● **Given text**
Every Sunday afternoon, my phone whistles to remind me to send a text to the “Rose-ary Chain,” a group of roughly 25 Rose family members who pray the rosary together via Zoom every Sunday evening. This weekly gathering has kept my family connected as we grieved our mom who died just before the pandemic began. Unintentionally, it has also become a place where we encounter the often insurmountable differences present in so many families during this time of political and social unrest. The ongoing question for me is whether our family, like the linked beads on the rosary itself, can remain chained together despite the differences pulling at us.
Since our mom’s death, my brothers and I have worried about our dad, newly widowed, forced into loneliness at a time when loneliness was already drowning him. When my niece and nephew asked if we were interested in a weekly Zoom meeting to say the rosary, we jumped at the opportunity. A link was sent out, Zoom was downloaded on the computers of those over 60 who hadn’t been using it on a regular basis, and in May, six months from the day my mom passed away, our weekly Zoom rosary began.

● **Supplied material**
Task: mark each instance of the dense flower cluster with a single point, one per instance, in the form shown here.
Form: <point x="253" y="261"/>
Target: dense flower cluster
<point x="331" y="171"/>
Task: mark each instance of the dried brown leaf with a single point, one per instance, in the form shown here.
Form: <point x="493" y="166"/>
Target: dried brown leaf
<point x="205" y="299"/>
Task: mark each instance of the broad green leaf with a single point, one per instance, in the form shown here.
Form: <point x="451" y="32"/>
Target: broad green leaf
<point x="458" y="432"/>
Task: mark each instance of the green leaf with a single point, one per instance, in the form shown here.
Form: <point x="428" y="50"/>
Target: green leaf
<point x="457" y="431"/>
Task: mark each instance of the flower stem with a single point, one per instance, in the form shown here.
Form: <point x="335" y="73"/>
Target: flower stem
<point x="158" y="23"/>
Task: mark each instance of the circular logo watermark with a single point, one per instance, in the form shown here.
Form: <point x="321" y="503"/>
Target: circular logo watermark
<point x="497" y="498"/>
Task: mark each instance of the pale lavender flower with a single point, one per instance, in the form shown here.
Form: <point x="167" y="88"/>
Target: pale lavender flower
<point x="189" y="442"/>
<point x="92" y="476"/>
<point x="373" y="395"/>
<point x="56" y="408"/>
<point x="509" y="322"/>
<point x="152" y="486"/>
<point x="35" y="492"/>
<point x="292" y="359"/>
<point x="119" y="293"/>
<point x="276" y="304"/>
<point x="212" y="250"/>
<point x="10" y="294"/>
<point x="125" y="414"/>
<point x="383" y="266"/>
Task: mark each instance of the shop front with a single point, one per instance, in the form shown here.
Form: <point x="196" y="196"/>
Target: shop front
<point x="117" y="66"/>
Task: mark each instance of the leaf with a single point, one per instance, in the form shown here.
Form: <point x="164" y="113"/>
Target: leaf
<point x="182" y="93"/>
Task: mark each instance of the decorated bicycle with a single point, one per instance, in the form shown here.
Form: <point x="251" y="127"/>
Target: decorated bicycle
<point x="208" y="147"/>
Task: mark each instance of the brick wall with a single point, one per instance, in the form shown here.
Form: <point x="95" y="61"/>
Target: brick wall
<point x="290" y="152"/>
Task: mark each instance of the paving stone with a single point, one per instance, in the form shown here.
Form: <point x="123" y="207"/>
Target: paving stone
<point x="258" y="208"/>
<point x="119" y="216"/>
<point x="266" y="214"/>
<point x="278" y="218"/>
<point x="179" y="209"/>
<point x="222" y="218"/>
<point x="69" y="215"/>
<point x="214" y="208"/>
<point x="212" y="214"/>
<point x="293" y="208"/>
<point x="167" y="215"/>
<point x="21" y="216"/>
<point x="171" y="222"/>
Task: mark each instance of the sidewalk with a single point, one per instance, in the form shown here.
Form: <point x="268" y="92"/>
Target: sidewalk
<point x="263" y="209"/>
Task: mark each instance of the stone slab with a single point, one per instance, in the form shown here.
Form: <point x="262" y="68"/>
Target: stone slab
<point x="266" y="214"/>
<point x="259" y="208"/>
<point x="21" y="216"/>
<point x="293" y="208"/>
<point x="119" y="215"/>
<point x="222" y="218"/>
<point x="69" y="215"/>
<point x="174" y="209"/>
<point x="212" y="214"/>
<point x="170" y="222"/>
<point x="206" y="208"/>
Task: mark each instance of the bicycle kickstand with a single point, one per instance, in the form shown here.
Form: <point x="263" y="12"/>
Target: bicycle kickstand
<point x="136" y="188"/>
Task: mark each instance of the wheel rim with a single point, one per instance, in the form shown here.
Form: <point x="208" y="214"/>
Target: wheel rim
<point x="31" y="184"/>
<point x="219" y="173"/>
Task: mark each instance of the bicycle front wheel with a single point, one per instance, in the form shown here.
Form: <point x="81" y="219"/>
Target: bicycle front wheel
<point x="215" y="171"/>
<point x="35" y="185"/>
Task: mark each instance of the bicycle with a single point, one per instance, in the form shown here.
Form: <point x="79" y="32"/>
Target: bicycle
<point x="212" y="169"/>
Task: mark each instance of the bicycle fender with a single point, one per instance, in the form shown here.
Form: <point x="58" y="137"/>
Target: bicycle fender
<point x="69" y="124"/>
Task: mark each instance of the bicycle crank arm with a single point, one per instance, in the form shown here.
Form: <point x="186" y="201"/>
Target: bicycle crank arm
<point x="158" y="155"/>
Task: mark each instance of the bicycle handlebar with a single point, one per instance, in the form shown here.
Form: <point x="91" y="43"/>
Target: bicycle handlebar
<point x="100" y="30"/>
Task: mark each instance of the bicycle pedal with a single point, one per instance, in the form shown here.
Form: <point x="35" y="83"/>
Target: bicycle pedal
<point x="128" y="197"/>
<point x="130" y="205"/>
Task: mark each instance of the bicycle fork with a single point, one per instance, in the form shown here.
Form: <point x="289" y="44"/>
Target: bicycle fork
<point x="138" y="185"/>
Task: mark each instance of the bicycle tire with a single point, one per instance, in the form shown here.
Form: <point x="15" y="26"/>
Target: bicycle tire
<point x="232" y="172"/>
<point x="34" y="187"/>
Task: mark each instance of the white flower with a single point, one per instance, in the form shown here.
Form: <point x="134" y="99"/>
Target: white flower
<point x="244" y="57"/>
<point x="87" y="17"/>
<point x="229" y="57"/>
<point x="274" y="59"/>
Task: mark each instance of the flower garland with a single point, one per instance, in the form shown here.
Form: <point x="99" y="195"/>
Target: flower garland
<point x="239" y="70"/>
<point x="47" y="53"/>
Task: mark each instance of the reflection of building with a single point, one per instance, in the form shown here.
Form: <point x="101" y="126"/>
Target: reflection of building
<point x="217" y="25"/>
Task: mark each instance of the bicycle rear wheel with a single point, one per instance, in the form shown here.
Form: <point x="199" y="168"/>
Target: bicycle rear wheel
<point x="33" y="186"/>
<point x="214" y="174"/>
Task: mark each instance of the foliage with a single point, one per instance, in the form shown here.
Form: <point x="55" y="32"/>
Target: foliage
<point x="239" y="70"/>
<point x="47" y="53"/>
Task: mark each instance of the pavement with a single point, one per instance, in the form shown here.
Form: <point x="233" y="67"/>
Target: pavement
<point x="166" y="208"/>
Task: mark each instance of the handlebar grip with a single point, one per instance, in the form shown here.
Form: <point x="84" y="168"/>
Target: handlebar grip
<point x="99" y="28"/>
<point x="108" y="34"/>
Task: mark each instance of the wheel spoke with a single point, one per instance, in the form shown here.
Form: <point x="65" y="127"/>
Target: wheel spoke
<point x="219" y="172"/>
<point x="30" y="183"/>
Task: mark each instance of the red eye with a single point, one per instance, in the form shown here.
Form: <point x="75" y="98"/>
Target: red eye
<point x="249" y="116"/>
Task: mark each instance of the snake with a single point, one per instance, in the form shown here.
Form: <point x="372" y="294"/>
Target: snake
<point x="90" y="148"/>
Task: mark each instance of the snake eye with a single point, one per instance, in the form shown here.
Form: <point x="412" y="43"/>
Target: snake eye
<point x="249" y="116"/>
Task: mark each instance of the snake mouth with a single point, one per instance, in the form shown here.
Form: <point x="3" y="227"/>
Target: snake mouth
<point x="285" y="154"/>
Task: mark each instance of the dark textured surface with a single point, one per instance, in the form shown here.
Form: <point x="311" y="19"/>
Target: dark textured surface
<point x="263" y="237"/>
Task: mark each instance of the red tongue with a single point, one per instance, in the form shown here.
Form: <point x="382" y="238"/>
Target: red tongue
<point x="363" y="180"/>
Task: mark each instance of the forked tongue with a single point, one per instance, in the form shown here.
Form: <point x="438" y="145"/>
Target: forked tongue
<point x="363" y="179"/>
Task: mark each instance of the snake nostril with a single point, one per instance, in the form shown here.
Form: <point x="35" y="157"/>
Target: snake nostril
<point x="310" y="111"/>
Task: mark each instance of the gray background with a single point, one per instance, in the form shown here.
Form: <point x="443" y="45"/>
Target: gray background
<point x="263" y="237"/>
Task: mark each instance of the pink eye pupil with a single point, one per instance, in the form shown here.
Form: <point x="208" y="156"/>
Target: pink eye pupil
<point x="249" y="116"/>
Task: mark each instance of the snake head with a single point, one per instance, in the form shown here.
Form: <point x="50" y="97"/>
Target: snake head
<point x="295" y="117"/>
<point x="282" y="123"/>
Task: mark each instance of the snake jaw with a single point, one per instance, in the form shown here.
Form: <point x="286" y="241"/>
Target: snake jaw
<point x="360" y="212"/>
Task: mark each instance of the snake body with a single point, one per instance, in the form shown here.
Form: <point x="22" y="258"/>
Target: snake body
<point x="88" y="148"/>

● **Work order**
Reproduce the passage from the essay on the family Zoom rosary, starting at "Every Sunday afternoon, my" and ending at "pulling at us.". The material has no connection to the text about the family Zoom rosary.

● **Task solution**
Every Sunday afternoon, my phone whistles to remind me to send a text to the “Rose-ary Chain,” a group of roughly 25 Rose family members who pray the rosary together via Zoom every Sunday evening. This weekly gathering has kept my family connected as we grieved our mom who died just before the pandemic began. Unintentionally, it has also become a place where we encounter the often insurmountable differences present in so many families during this time of political and social unrest. The ongoing question for me is whether our family, like the linked beads on the rosary itself, can remain chained together despite the differences pulling at us.